──────── SUPPLIED MATERIAL

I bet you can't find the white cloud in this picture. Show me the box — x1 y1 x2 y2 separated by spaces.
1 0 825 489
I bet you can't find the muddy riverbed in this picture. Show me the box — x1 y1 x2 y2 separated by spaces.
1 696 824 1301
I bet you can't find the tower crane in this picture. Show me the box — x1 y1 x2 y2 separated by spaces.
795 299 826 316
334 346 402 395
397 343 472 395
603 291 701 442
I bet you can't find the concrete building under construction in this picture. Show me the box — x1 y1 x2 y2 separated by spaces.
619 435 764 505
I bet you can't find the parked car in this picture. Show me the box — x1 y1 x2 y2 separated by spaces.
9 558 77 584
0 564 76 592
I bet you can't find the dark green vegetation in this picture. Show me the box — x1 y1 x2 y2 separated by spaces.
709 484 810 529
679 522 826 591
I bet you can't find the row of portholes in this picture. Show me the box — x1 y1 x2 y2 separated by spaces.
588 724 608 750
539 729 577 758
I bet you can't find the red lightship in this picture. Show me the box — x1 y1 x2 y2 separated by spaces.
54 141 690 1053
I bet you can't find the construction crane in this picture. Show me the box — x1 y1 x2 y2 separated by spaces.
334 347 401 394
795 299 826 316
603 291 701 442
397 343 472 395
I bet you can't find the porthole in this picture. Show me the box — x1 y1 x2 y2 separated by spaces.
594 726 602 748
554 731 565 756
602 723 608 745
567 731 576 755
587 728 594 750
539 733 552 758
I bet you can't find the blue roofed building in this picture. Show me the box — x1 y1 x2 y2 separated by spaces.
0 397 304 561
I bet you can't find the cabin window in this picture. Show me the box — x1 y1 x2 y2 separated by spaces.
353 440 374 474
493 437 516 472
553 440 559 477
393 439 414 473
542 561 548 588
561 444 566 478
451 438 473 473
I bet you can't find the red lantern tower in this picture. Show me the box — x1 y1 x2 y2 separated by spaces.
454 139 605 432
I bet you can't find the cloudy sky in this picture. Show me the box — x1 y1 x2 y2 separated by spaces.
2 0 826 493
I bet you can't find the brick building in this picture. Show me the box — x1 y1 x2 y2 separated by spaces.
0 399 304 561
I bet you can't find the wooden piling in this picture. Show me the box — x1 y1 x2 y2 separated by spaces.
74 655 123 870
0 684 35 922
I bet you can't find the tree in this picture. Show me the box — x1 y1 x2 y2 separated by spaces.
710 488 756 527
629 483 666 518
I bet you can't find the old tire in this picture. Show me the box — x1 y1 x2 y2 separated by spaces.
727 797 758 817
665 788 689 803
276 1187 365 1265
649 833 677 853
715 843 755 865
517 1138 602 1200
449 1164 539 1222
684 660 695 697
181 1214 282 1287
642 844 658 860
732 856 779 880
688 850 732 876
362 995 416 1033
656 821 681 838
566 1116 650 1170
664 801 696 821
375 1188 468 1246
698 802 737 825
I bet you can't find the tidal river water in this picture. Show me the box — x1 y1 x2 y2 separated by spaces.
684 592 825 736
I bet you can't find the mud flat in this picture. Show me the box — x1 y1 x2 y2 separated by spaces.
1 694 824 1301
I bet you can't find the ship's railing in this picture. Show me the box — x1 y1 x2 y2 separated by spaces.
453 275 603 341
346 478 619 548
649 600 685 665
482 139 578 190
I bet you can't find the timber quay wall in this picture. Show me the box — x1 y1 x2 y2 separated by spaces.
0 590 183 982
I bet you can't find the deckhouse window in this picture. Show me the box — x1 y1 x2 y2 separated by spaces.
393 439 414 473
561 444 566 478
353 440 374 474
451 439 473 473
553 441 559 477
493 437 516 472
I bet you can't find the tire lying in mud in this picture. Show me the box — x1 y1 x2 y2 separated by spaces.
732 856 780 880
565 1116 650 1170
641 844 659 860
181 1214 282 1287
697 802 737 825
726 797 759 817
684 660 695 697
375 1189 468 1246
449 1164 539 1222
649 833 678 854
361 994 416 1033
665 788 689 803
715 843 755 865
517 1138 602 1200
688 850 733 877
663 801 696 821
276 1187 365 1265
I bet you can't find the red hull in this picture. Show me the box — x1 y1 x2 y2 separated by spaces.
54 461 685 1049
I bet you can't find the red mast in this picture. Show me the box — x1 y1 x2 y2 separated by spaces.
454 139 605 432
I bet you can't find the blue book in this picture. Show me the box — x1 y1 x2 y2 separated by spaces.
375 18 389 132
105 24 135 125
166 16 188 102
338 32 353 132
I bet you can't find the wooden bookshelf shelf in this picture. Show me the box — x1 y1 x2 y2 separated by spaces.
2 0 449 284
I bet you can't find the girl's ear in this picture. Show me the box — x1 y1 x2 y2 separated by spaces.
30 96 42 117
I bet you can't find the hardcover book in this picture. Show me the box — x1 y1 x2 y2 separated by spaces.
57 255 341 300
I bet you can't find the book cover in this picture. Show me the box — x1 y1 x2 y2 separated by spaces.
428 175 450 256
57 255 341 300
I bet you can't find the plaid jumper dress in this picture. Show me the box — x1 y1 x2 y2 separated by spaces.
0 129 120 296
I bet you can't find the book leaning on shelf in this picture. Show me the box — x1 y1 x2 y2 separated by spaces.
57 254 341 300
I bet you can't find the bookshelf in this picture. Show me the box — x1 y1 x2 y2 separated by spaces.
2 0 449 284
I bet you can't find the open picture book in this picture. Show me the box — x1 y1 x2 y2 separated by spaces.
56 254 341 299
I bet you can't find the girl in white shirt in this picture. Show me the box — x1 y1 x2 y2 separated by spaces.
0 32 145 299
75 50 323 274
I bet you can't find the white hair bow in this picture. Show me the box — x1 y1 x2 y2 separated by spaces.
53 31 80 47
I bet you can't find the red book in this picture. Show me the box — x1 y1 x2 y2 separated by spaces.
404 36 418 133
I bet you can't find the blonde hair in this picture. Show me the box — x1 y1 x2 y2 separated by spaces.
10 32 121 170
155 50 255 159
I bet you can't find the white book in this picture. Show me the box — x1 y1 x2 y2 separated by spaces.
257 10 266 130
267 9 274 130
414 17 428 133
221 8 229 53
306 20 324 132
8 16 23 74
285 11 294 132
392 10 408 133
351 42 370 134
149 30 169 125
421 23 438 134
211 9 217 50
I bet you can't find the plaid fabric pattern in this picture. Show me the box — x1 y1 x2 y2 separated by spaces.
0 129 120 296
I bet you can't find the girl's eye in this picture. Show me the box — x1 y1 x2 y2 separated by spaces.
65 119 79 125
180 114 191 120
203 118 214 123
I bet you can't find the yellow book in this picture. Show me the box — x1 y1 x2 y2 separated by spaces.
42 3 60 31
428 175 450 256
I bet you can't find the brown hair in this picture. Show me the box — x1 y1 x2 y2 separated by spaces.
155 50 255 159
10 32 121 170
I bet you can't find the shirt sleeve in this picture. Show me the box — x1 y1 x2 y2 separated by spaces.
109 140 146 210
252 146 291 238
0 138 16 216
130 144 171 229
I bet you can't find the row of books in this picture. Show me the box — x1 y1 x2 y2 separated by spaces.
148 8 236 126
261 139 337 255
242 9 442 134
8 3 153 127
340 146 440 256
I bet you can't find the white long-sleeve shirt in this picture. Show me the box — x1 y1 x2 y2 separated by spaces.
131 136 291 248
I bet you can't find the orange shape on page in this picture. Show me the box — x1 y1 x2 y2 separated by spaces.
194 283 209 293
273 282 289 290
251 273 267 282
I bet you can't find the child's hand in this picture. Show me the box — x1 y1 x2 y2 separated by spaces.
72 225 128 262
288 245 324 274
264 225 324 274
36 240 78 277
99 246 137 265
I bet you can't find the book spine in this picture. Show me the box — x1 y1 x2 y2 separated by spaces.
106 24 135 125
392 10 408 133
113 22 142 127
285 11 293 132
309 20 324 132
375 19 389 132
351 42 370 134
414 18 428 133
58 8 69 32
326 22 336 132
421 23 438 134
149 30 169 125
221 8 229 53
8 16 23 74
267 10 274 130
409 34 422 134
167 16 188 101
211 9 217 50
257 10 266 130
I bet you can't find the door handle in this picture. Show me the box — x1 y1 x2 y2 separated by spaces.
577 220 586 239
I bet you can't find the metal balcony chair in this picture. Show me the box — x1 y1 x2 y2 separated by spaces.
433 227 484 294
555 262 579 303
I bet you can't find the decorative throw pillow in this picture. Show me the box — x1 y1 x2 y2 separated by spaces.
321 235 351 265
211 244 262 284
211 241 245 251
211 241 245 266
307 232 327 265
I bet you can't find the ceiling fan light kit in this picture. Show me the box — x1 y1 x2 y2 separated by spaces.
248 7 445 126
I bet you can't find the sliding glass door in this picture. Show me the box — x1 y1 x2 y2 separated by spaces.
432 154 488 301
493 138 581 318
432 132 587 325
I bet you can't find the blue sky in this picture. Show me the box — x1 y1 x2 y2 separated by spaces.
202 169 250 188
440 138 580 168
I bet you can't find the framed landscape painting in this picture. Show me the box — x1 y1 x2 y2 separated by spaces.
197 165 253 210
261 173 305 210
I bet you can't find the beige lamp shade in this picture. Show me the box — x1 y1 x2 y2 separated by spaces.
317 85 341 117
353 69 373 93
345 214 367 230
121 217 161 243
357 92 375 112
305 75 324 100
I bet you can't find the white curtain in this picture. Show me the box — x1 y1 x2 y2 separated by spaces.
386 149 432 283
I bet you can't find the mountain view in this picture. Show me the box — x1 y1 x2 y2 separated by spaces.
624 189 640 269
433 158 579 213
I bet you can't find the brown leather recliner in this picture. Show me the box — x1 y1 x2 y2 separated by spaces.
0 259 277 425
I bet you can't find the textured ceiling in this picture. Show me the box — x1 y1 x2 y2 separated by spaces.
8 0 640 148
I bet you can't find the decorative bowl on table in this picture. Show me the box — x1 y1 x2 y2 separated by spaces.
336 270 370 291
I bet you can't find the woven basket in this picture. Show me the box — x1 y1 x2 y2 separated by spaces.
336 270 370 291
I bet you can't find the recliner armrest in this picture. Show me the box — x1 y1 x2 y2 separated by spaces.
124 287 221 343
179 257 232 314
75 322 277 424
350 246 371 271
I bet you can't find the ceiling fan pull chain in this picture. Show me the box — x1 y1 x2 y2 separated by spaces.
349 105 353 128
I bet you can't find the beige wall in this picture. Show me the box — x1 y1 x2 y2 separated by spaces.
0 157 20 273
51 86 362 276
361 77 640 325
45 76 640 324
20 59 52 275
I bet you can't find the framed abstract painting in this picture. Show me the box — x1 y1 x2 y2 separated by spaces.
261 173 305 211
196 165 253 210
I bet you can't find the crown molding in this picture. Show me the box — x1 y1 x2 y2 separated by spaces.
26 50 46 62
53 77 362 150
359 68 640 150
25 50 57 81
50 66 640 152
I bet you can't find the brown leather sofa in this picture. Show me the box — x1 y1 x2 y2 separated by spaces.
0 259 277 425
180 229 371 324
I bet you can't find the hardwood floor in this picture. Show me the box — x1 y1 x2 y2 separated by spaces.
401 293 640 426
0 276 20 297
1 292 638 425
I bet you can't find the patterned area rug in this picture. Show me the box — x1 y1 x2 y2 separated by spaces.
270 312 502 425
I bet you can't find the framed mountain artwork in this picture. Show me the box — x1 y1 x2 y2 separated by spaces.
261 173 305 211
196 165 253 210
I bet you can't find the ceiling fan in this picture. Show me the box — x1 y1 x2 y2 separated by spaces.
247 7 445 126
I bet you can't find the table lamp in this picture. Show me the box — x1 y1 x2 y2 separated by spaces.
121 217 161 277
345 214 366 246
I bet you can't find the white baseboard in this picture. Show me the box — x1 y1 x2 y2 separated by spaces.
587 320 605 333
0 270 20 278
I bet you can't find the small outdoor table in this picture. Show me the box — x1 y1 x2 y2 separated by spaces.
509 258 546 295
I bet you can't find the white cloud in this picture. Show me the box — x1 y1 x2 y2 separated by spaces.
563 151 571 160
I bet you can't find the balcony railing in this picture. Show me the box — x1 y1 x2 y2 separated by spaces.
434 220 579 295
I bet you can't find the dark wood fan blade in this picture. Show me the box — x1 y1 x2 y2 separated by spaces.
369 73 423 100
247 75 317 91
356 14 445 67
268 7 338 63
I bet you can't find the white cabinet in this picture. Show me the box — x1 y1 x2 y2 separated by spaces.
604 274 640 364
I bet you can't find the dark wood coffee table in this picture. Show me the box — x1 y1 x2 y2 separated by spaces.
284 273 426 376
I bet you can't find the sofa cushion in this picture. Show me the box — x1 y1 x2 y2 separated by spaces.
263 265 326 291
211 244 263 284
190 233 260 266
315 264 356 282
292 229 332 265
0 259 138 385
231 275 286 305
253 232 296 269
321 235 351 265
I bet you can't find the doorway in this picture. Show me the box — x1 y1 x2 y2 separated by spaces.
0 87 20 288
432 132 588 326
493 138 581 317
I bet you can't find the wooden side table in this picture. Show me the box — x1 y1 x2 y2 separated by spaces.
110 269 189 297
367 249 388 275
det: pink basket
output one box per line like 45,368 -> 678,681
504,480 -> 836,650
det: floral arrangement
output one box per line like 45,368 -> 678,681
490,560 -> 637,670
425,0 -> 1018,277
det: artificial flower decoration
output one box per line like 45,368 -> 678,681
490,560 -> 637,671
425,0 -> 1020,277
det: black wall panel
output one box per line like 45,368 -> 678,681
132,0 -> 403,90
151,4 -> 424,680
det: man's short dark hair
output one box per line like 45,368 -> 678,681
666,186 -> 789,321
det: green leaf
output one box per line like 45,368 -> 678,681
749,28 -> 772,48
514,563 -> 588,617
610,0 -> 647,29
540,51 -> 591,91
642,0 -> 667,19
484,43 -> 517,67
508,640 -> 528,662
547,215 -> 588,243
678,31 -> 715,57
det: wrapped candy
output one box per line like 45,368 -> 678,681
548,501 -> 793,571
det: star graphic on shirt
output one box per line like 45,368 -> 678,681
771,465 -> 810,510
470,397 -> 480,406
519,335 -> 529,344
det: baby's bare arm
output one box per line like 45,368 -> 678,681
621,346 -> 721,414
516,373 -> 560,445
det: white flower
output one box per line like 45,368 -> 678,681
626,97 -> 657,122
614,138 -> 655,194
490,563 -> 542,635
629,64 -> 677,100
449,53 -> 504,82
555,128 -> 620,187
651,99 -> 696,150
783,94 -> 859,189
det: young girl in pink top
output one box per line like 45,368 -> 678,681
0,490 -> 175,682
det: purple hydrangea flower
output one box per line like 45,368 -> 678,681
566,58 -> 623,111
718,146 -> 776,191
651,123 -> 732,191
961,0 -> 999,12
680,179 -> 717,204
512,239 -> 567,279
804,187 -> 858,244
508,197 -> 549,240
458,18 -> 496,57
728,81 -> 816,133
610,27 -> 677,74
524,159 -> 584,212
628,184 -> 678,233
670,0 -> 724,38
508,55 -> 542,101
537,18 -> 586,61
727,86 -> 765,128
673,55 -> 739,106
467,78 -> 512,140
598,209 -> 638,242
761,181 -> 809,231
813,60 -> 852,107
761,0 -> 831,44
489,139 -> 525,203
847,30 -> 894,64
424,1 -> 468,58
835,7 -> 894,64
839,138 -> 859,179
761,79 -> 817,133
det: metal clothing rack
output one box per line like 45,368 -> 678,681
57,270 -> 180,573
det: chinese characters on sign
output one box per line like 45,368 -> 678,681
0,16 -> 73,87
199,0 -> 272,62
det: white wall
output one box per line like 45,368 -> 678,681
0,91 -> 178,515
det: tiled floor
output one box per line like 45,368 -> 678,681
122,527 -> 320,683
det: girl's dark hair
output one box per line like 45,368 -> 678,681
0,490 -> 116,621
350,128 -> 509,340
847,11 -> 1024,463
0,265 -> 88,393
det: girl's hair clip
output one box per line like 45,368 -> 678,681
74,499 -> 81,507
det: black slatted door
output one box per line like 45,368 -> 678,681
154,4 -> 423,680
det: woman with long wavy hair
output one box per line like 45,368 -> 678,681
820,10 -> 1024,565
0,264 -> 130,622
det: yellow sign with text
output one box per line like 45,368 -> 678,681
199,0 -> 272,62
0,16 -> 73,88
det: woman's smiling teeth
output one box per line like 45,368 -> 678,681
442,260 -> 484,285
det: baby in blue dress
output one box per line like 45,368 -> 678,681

────────────────

YOUR INSTRUCTIONS » What is the number of lines in the records that include the word "black"? Answer with that number only.

RESULT » 2